Page text

Along with a switch to more environmentally continuous rat prevention, Wadman and Kiozumi’s meeting with Brandeis officials resulted in a discussion of the root of the abundant rat populations. Kiozumi explained, “These rat populations are increasing because students are not throwing out their trash” in residence halls such as East Quadrangle, accumulating to a larger rat population in and around buildings. The May 1 meeting proposed a “kind of ultimatum,” said Kiozumi. Brandeis will stop using SGARs, while Brandeis Students for Environmental Action in partnership with Save Waltham Wildlife plan to educate students on how to properly dispose of trash and what are the consequences if they do not. This education aims at freshmen and sophomores in particular as their dorm area often has the most trash issues, says Kiozumi. Responsibly caring for trash means ensuring it is kept in a sealed dumpster or trash can, not beside or left open.

Spatial annotation items

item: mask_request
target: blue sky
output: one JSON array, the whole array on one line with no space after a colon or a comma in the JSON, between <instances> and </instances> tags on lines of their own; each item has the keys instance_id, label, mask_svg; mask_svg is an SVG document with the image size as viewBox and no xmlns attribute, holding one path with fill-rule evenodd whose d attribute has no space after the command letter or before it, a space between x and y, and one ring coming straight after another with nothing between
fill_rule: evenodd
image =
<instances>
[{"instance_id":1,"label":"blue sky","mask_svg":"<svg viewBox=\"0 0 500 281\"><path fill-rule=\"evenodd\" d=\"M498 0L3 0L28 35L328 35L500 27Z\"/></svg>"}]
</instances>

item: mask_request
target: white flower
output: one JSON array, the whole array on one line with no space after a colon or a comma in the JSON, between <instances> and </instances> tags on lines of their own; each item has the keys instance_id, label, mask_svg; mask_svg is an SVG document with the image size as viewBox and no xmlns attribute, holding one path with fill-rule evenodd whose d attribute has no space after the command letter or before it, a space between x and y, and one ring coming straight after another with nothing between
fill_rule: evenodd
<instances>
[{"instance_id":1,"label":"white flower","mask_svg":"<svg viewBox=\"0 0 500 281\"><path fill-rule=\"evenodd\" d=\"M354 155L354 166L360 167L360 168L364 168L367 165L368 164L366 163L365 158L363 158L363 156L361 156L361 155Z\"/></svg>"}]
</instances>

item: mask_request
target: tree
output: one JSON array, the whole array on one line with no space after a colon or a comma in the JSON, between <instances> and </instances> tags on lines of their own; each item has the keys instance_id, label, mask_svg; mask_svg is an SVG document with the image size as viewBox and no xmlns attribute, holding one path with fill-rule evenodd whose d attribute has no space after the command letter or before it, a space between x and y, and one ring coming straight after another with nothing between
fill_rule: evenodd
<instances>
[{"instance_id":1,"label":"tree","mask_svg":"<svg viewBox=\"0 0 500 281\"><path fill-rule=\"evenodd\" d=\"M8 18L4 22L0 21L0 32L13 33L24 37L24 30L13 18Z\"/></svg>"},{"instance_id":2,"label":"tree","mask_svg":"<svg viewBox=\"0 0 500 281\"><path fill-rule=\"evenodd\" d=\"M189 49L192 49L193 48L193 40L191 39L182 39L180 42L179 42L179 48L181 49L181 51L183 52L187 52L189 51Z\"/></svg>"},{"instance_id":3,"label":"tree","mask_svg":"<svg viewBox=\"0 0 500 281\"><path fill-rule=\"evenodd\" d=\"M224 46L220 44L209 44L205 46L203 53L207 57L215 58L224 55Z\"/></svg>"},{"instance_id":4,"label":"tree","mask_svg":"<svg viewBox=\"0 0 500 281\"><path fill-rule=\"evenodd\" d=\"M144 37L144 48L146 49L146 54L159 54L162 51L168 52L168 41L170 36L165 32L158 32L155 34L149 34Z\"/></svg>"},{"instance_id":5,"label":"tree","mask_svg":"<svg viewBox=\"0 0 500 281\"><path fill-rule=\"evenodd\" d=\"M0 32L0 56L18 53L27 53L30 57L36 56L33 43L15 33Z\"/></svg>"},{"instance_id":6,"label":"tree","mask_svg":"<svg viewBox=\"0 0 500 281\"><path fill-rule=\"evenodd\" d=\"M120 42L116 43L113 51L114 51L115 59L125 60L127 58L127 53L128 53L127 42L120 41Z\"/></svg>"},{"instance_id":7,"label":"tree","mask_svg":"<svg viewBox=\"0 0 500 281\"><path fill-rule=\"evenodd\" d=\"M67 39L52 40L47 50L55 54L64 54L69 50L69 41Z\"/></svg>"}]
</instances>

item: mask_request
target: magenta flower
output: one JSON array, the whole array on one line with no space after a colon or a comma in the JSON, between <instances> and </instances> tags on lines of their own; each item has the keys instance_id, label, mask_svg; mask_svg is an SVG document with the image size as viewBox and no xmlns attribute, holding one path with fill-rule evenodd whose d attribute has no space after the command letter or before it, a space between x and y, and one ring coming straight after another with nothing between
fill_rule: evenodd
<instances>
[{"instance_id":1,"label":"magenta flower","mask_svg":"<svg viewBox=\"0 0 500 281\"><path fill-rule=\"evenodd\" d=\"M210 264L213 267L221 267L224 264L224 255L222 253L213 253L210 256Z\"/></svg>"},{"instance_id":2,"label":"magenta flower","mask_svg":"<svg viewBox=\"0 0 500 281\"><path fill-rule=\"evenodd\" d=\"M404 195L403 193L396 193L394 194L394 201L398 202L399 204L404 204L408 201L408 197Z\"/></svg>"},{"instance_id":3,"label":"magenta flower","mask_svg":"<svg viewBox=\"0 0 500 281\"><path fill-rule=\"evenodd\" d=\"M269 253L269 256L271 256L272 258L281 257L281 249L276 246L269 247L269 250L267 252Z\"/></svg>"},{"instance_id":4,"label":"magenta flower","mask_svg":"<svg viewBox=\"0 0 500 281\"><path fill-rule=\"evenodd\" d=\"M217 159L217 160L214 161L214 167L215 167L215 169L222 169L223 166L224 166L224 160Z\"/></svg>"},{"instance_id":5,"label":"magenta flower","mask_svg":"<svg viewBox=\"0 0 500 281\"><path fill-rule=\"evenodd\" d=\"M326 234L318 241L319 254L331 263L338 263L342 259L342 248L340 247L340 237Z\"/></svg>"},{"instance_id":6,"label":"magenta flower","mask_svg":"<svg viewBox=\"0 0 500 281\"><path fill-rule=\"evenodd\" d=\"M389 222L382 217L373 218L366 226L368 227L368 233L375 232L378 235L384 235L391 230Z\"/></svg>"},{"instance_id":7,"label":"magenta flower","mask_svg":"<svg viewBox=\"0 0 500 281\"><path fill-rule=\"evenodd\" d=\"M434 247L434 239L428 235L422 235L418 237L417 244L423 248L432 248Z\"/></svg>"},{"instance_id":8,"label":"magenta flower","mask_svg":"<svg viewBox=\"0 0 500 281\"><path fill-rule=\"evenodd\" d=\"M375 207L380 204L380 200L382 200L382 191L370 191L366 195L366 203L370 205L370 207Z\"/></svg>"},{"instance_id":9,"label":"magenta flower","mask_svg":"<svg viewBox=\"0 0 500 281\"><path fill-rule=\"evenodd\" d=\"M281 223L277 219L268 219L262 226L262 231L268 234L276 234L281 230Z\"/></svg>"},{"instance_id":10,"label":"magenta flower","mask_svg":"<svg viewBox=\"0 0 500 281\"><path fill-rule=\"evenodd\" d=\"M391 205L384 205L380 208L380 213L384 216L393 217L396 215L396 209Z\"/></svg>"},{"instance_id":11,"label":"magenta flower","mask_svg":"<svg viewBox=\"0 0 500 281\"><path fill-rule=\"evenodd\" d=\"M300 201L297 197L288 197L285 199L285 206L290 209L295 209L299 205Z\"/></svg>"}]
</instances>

Tasks to perform
(1) Answer these questions from the article on rat control at Brandeis:
(a) On what date was the meeting held?
(b) Which two groups plan to teach students about throwing out trash?
(c) Which students is this teaching aimed at in particular?
(2) Based on the article on rat control at Brandeis, is each statement right? Answer yes or no, and quote the words that decide it.
(a) Brandeis will keep using SGARs.
(b) East Quadrangle is named as one of the residence halls.
(c) Leaving trash beside a dumpster counts as caring for it responsibly.
(3) Write the next part of the article on rat control at Brandeis, starting after its last sentence.
The items have nothing to do with the article on rat control at Brandeis.

Answers to each task
(1)
(a) May 1
(b) Brandeis Students for Environmental Action and Save Waltham Wildlife
(c) Freshmen and sophomores

(2)
(a) No: "Brandeis will stop using SGARs"
(b) Yes: "in residence halls such as East Quadrangle"
(c) No: "kept in a sealed dumpster or trash can, not beside or left open"

(3)
Kiozumi and Wadman have begun this initiative by asking Brandeis students to sign a pledge to dispose of their trash responsibly as a “symbolic gesture” at a Helping Hands event on Aug 27. They have plans to laminate posters and place them on dumpsters throughout campus which educate students on the importance of trash upkeep and the booming rat population that would be worsened by irresponsible behavior.
Rats are not a Brandeis-specific issue, says Wadman. Waltham is struggling with the infestation and Waltham Land Trust is encouraging residents to ensure they are completely sealing bins, picking up for themselves, reporting any unsecured waste bins to the county and overall being responsible with their waste.
Kiozumi feared the implication of an out-of-control rat population would force the school to once again resort to wildlife-killing poisons. “Students need to take action,” he said.